*Exercise goal*
Scan the records for the string "handbag" and copy every line that holds it.

[Dataset entries]
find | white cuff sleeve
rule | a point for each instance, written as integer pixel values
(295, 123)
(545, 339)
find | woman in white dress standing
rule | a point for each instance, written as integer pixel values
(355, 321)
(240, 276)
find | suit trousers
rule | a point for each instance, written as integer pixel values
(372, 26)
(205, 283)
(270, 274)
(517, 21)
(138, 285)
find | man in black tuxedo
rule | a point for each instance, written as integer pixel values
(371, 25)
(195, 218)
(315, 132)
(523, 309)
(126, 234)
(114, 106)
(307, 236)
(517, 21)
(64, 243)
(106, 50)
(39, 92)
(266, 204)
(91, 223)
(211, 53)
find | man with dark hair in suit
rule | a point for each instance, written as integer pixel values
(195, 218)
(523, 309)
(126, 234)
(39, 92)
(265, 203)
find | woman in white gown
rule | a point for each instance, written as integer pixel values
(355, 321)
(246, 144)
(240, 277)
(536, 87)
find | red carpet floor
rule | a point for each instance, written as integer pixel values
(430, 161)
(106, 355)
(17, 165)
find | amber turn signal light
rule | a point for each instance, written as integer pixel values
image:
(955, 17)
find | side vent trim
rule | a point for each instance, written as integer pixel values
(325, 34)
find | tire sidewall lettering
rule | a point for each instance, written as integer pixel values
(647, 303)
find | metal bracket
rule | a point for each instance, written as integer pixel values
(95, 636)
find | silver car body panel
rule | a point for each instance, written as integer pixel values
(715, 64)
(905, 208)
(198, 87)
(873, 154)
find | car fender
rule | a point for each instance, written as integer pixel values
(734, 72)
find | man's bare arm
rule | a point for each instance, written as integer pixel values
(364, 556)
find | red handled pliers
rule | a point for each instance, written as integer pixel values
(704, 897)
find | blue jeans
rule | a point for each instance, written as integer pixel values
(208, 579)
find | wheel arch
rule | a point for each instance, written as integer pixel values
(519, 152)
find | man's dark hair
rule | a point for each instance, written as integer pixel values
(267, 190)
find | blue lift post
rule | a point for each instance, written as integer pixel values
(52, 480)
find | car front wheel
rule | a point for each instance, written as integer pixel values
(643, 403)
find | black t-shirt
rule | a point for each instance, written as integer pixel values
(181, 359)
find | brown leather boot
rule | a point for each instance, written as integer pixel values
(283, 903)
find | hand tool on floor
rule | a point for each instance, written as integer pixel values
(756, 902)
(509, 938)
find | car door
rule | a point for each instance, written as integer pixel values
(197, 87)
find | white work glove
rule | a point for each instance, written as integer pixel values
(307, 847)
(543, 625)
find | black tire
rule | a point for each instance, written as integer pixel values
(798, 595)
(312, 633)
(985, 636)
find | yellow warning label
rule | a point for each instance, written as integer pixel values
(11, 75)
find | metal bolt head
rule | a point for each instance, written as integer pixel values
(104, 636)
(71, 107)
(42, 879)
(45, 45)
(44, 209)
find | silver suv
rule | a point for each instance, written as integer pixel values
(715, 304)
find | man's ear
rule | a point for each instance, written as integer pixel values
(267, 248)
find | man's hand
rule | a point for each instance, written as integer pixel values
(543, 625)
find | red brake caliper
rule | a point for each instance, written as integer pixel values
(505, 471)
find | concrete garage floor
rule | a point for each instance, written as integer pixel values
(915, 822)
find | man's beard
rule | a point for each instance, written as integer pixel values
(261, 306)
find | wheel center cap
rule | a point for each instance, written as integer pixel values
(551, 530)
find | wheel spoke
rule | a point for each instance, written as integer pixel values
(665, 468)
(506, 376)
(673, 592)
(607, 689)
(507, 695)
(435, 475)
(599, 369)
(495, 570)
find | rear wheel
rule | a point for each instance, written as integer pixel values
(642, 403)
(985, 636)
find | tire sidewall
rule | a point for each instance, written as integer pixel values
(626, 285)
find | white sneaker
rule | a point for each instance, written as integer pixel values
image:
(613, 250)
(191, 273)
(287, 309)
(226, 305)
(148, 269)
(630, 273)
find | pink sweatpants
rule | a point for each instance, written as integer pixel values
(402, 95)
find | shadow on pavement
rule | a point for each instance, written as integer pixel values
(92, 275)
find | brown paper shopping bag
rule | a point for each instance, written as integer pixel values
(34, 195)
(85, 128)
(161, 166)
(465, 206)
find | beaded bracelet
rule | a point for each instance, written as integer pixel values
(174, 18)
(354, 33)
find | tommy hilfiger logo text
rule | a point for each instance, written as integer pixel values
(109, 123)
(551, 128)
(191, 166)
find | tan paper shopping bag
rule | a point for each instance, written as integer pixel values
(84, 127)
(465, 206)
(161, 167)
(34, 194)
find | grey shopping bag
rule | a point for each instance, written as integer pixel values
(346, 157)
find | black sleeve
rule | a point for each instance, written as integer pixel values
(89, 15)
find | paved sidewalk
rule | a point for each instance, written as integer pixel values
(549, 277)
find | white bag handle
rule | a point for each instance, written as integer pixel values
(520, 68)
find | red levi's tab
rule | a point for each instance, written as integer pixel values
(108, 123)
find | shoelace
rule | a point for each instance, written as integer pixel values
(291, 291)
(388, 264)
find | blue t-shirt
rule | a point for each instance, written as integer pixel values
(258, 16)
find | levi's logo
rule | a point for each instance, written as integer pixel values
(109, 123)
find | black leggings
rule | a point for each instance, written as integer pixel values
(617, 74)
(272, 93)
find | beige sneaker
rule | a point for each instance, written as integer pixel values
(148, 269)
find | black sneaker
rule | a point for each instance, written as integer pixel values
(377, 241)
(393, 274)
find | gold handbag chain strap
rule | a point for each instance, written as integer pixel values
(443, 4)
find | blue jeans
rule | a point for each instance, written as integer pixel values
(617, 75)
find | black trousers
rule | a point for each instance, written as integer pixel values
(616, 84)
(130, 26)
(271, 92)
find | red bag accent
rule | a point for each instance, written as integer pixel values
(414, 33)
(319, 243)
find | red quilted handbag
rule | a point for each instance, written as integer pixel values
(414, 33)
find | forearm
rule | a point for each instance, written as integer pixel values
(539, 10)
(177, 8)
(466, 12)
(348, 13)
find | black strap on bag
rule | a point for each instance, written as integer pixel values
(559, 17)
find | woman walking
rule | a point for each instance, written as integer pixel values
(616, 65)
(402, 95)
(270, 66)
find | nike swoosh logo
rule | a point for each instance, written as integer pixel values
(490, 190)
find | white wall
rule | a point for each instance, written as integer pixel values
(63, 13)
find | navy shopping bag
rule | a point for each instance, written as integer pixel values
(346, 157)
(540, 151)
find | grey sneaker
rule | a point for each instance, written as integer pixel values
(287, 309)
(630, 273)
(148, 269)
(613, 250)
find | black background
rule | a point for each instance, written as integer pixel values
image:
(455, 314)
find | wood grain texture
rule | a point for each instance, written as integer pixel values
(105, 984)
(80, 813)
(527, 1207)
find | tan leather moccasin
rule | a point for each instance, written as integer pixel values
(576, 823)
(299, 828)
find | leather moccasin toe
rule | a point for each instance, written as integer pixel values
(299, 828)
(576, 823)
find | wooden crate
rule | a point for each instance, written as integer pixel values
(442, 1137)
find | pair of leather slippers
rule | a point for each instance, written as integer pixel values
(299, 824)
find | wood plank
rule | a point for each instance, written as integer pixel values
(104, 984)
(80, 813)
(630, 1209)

*The completed task*
find | gold handbag chain strap
find | red quilted handbag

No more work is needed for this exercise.